Exercise description =>
Write out the part of the passage on mental health care in Taipei neighborhoods word for word, beginning at the words "This project aims" and ending after "sense of safety.".

Given passage =>
+--

Mental Health Infrastructure by Spectrum: Neighborhood strategies for Taipei City Psychiatric Care

Victoria Yu

Civic Futures


Bryan Boyer


Studying the Diagnostic and Statistical Manual of Mental Disorders (DSM) reveals a constantly shifting view, where once commonly accepted mental disorders were eventually better understood from a new perspective with the benefit of time. If the past is any indicator, our current picture of the mind and its illnesses will also become obsolete. DSM-V and World Health Organization are challenging existing perceptions of mental illness and inviting us to see psychological disturbance as a part of daily life that everyone will experience to some degree in the course of their life. According to WHO, today 1 in 4 people in the world will be affected by mental or neurological disorders at some point in their lives.

As our perception of the boundary between mental health and illness is dissolving across time, this challenges us to imagine a new healthcare infrastructure that is closer to home and available to all people, not just those who have been clinically diagnosed and are seeking help within the walls of a mental health facility.

This project aims to weave mental health into the fabric of neighborhoods by introducing acupunctural elements: social loner observatories, community gardens, respite booths, and pocket park pavilions. Starting from an assumption that autonomous vehicles will release a portion of the current streetscape back to human use,  the strategies proposed result in a spectrum of sociality, privacy, and engagement that is in contrast to today’s black-and-white cityscape of spaces for the sane and the insane. People with varying degrees of depression or anxiety will therefore be able to enjoy public spaces with the corresponding degree of social support and a sense of safety.

+--

Data below =>
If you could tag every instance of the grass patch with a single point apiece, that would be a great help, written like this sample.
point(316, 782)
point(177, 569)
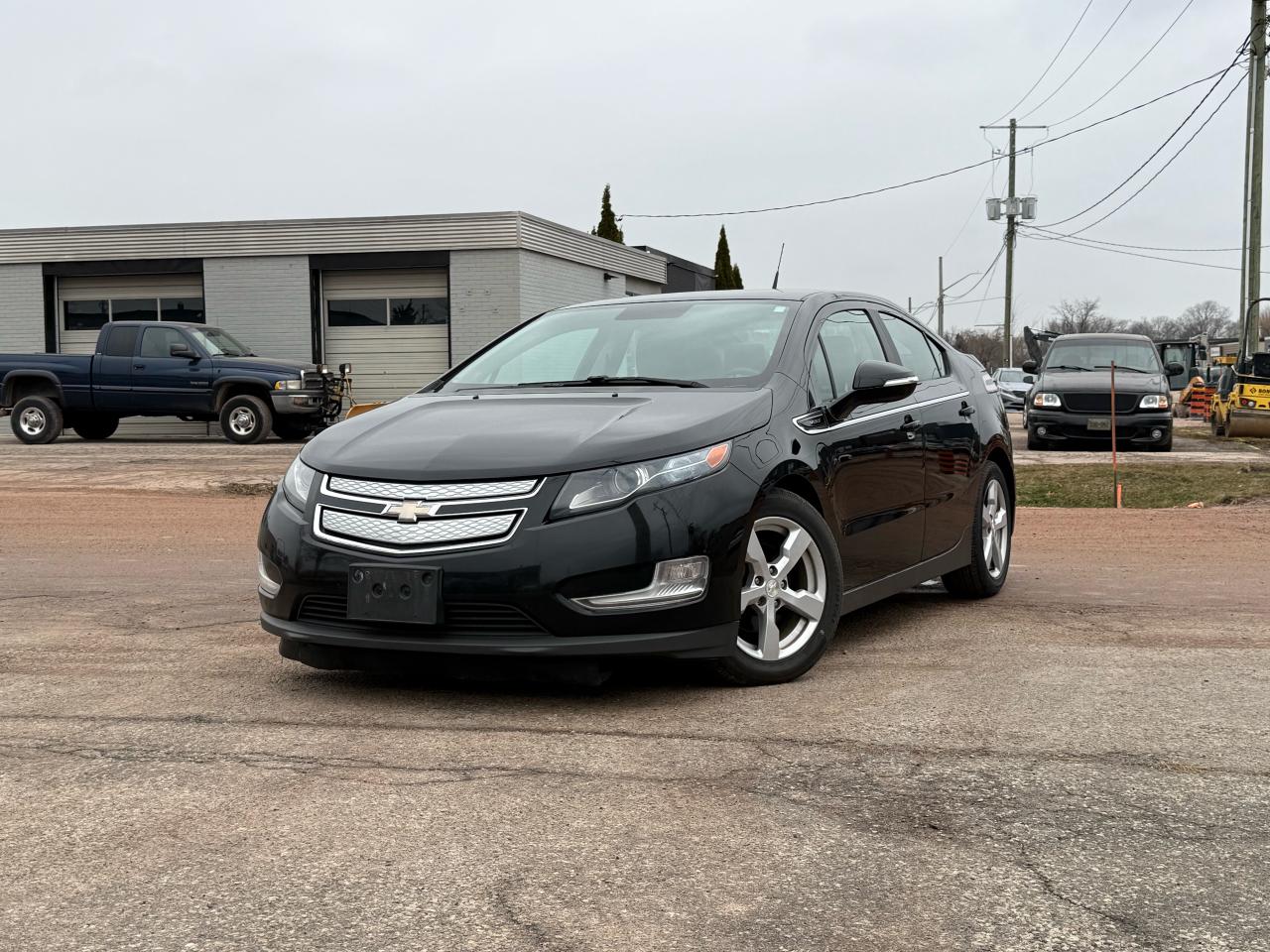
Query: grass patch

+--

Output for this exercise =>
This project aims to weave mental health into the fabric of neighborhoods by introducing acupunctural elements: social loner observatories, community gardens, respite booths, and pocket park pavilions. Starting from an assumption that autonomous vehicles will release a portion of the current streetscape back to human use,  the strategies proposed result in a spectrum of sociality, privacy, and engagement that is in contrast to today’s black-and-white cityscape of spaces for the sane and the insane. People with varying degrees of depression or anxiety will therefore be able to enjoy public spaces with the corresponding degree of social support and a sense of safety.